───── DOCUMENT TEXT

Friday, February 18, 2011
1. Noise Control
Creating "white noise" with a fan or air conditioner can block outside disturbances. It can also be very soothing. Heavy curtains, double-pane windows, and rugs are also good ways to block and absorb noice. And when all else fails, there are always earplugs.
2. Go Green!
Keep plants or flowers around your bedroom. They can have a calming effect.
3. Use Blackout Shades
Bright lights can disturb your sleep and wake you up before you are ready. Keep your bedroom dark. Consider light-blocking shades, lined drapes, or even an eye mask.
4. Avoid Bright Clocks
Watching the time pass when you can't fall asleep can cause extra anxiety. You may get frustrated by how long it's taking you to fall asleep or by how little time you have before you have to get up. The extra light doesn't help either.
5. Consider a humidifier/dehumidifier
If your sleep environment is too dry, you'll know it. Awakening with a sore throat, dryness in your nose, or even a nose bleed are signs of too little humidity. On the other hand, if excess humidity is bothering you, you can also get a dehumidifier.
6. What makes a good pillow?

──────────

## TASK INSTRUCTIONS
1. Summarize the bedroom sleep tips in two sentences.
2. Please write what comes next in the bedroom sleep tips, picking up after the heading about pillows.

───── RECORD EXCERPTS

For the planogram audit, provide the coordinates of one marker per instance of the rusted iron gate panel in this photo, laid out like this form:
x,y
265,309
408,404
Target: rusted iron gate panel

──────────

## RESULTS FOR EACH TASK
1. To sleep better, block outside noise with a fan or air conditioner, heavy curtains, double-pane windows, rugs, or earplugs, and keep the bedroom dark with light-blocking shades, lined drapes, or an eye mask. Plants or flowers can have a calming effect, bright clocks can add anxiety and extra light, and a humidifier or dehumidifier can fix air that is too dry or too humid.

2.
Like a mattress, what makes a good pillow is different for each person. What's important is that is supports the natural curve of your neck. Choose what feels most comfortable to you based on its firmness and thickness. If you're prone to allergies, consider feather pillows - research shows that synthetic pillows generally hold a greater amount of bacteria, which can trigger your allergies.
7. What makes a good mattress?
There isn't much published research on mattresses, so the best advice is to look for one that comfortably supports your shoulders, hips, and lower back. The average life expectancy for a good quality mattress is between 9 and 10 years. After that, it may not provide proper support. When buying a new mattress, spend at least 15 minutes testing each disply mattress out before deciding which one feels the best to you.